■ **WHAT IS NEEDED**: Continue the forum thread about heat pressing red 50/50 sweatshirts, starting right after its last sentence.

··· SOURCE PASSAGE ···

# Temperature/Pressure Suggestions Needed Heat Pressing Sweatshirts



## Hoodietees (Oct 18, 2008)

I need some suggestions from some of the experienced members on this forum. Here's the deal.

I am using a Mighty Press Heat Press. I plan on pressing some 50/50 cotton/poly sweatshirts. The sweatshirt is red. Now for this particular design there's enough white in the design as well as red that I was actually thinking of using a transfer for light colors as I do want the white to appear on the shirt. And it would not be bad if SOME of the red from the sweatshirt actually bled through to the design. Will be using Jetpro Softstretch paper.

However, if a dark transfer is best, then I will go with that. I will be using Imprintables Warehouse Inkjet for Dark paper if I go this route. Given this situation, I'm inquiring what is the best pressure setting, time, and heat to use? I know a lot of folks here are saying to experiment. That's if I could get my hands on really cheap sweatshirts to practice on. But right now, that's not the case and I have a business I am trying to run. I'm coming up on 1 year in 4 months and my partners and I are fully intent on breaking that stat about a majority of new businesses failing within one year.

··· SUPPLIED DATA ···

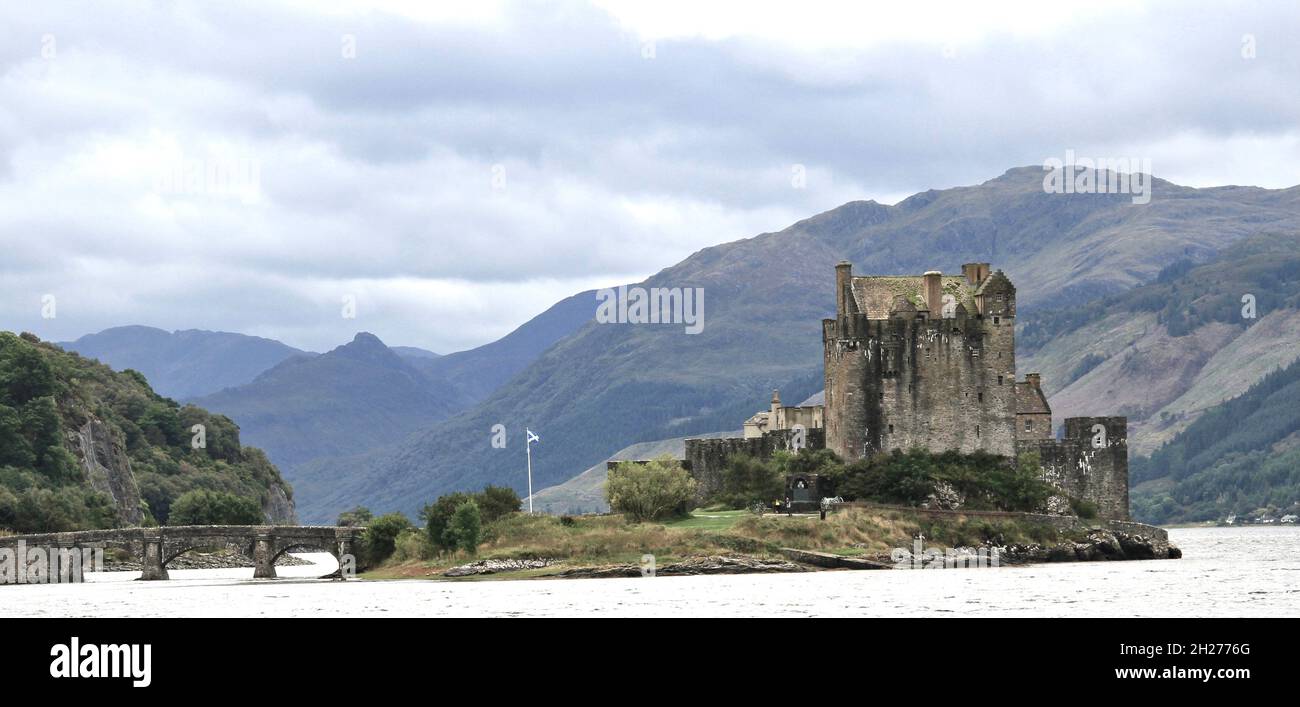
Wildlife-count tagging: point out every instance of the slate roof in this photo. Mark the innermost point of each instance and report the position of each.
(875, 294)
(1030, 399)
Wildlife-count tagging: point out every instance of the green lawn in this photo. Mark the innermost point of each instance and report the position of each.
(709, 520)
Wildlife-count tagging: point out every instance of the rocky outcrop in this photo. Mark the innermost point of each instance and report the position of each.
(493, 567)
(277, 507)
(105, 468)
(1097, 545)
(688, 567)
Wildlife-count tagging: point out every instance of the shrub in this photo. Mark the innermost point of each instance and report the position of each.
(437, 516)
(203, 507)
(649, 491)
(381, 537)
(493, 502)
(746, 481)
(411, 545)
(464, 530)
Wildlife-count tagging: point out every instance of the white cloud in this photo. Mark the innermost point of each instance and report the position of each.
(476, 163)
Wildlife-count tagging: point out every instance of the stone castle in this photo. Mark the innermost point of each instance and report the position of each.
(930, 361)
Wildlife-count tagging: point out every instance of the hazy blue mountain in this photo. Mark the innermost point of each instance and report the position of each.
(347, 400)
(414, 352)
(606, 386)
(479, 372)
(187, 363)
(1239, 456)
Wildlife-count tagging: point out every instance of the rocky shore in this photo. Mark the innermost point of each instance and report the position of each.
(1096, 546)
(684, 568)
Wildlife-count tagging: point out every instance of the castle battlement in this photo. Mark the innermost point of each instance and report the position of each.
(928, 361)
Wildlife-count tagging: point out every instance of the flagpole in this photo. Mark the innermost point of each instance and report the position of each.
(528, 450)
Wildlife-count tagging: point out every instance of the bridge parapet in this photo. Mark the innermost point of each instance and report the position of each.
(159, 546)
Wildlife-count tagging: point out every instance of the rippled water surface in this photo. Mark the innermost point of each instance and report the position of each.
(1223, 572)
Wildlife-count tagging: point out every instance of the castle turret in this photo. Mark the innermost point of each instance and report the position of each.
(843, 281)
(934, 293)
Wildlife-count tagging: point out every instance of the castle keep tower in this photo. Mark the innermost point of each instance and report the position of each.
(921, 361)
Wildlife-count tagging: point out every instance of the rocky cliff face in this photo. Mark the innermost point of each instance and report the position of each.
(277, 507)
(105, 467)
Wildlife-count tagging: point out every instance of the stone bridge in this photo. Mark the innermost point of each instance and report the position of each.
(155, 547)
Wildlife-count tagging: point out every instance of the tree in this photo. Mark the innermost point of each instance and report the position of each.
(464, 530)
(649, 491)
(381, 537)
(748, 481)
(495, 502)
(204, 507)
(438, 514)
(356, 516)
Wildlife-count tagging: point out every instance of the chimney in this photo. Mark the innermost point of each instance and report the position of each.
(934, 293)
(843, 277)
(975, 273)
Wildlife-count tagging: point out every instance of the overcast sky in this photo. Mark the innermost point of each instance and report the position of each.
(459, 170)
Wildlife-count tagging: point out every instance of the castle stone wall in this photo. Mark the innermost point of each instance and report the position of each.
(707, 458)
(1087, 464)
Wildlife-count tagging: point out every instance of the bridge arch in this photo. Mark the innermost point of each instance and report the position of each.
(159, 546)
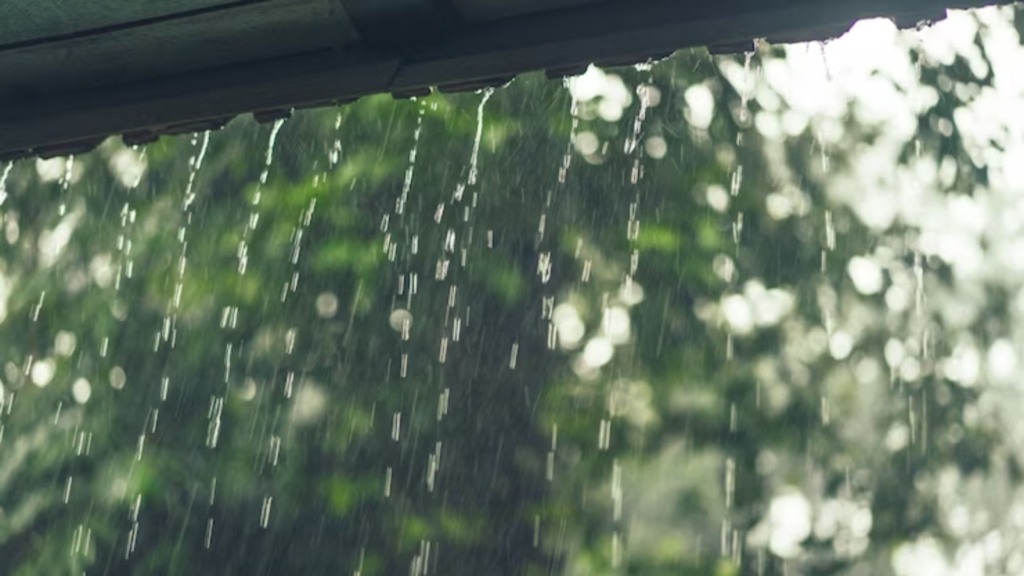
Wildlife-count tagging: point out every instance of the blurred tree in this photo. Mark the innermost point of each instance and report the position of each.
(642, 322)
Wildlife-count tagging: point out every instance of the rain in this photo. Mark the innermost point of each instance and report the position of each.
(751, 313)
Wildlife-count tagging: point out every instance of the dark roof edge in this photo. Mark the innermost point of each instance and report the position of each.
(488, 54)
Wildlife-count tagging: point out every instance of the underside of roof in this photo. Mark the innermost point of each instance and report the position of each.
(74, 73)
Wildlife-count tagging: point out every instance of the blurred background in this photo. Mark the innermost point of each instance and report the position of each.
(756, 314)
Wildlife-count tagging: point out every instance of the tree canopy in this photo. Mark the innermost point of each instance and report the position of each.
(711, 315)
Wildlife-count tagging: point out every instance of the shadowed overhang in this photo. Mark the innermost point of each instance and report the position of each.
(74, 73)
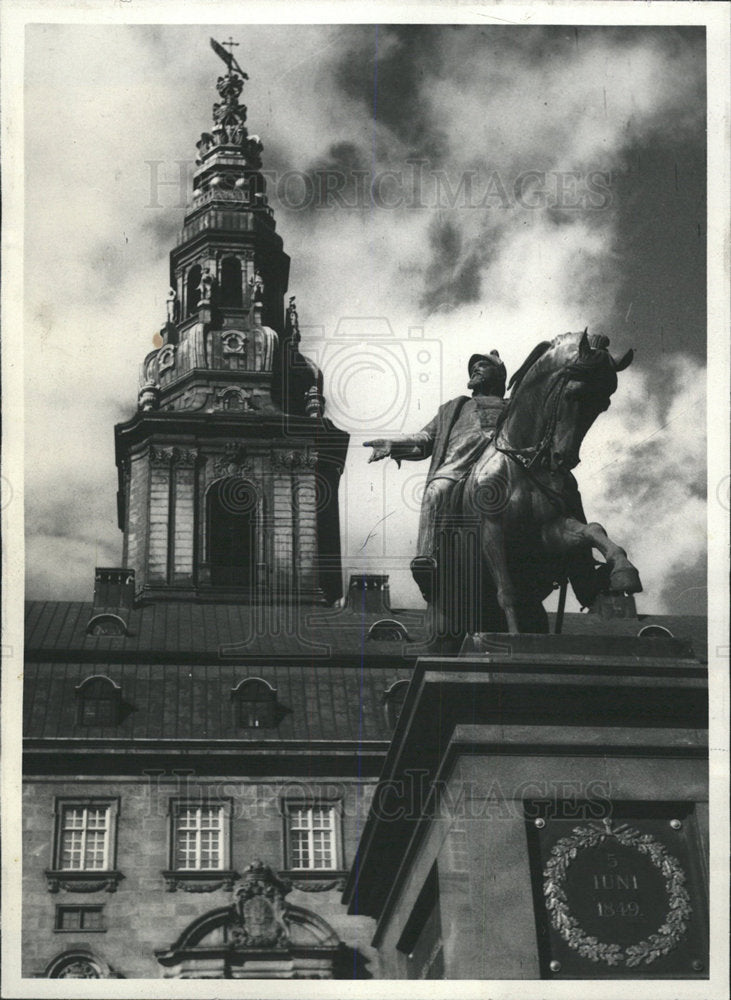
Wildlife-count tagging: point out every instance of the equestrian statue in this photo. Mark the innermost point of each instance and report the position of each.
(502, 522)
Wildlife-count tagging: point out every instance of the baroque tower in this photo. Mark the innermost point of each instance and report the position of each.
(229, 471)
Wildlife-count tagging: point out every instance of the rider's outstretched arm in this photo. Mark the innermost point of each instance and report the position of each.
(410, 448)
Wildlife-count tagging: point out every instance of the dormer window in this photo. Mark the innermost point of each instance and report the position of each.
(255, 704)
(98, 702)
(393, 700)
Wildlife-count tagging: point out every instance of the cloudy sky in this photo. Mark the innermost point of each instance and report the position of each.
(440, 190)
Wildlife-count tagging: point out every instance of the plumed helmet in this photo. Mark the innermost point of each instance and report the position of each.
(493, 358)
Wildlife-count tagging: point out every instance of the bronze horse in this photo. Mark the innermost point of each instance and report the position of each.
(524, 501)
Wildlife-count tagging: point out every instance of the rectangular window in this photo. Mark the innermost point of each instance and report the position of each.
(80, 918)
(312, 836)
(85, 836)
(200, 840)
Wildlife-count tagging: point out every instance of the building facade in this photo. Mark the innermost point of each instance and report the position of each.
(203, 740)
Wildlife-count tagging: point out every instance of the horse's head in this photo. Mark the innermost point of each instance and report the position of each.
(567, 383)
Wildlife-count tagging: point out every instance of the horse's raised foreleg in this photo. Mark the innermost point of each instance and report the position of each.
(565, 534)
(493, 550)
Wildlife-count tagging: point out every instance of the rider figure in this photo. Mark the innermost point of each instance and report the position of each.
(454, 438)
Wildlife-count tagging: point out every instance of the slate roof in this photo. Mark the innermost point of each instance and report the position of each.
(171, 702)
(177, 668)
(195, 632)
(177, 631)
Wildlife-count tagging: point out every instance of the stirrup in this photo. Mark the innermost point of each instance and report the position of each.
(423, 570)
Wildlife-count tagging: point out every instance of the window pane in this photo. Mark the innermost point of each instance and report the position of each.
(300, 853)
(83, 841)
(69, 918)
(312, 837)
(73, 817)
(91, 919)
(199, 837)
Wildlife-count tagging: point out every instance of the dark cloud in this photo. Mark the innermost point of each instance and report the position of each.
(336, 178)
(661, 239)
(163, 225)
(453, 277)
(388, 69)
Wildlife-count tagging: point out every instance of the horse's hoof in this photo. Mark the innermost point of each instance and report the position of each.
(625, 580)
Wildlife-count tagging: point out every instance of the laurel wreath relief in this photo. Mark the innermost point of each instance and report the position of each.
(658, 944)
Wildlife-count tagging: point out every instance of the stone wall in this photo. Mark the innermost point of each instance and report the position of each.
(143, 915)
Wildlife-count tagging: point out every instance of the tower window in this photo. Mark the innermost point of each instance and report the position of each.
(232, 504)
(231, 289)
(393, 701)
(192, 290)
(98, 702)
(255, 704)
(85, 836)
(313, 840)
(200, 841)
(388, 630)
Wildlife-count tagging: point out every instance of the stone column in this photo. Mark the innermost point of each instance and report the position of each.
(157, 558)
(183, 514)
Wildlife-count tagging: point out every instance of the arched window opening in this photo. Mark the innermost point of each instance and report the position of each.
(98, 702)
(232, 506)
(388, 630)
(192, 289)
(231, 290)
(655, 632)
(255, 704)
(393, 701)
(78, 964)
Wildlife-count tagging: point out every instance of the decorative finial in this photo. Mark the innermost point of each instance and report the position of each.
(257, 286)
(294, 323)
(228, 57)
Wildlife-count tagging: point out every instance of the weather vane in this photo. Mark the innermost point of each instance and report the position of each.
(228, 57)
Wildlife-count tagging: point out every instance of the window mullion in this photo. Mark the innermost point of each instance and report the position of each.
(311, 835)
(198, 838)
(84, 821)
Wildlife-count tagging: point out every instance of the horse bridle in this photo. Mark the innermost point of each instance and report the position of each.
(527, 457)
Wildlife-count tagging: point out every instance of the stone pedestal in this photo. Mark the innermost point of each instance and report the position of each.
(543, 814)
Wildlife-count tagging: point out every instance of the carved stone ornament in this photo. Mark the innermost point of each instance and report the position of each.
(160, 457)
(148, 397)
(336, 883)
(80, 968)
(192, 399)
(83, 881)
(185, 456)
(234, 343)
(195, 881)
(291, 460)
(258, 912)
(234, 397)
(234, 461)
(668, 934)
(166, 358)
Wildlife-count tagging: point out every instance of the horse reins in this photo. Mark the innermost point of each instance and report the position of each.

···

■ **RESULT OF THIS TASK**:
All suggestions will be appreciated.


----------



## greyhorsewoman (Jul 19, 2007)

You can practice a LOT on ONE sweatshirt. No one says you only have to press on it once! You can even cut it up ... hey, if you really need the practice !

Anyway, I don't do anything different for my sweatshirts, except feed them over the platen so they aren't so thick. Same temp, same time as my t-shirts of the same style transfer.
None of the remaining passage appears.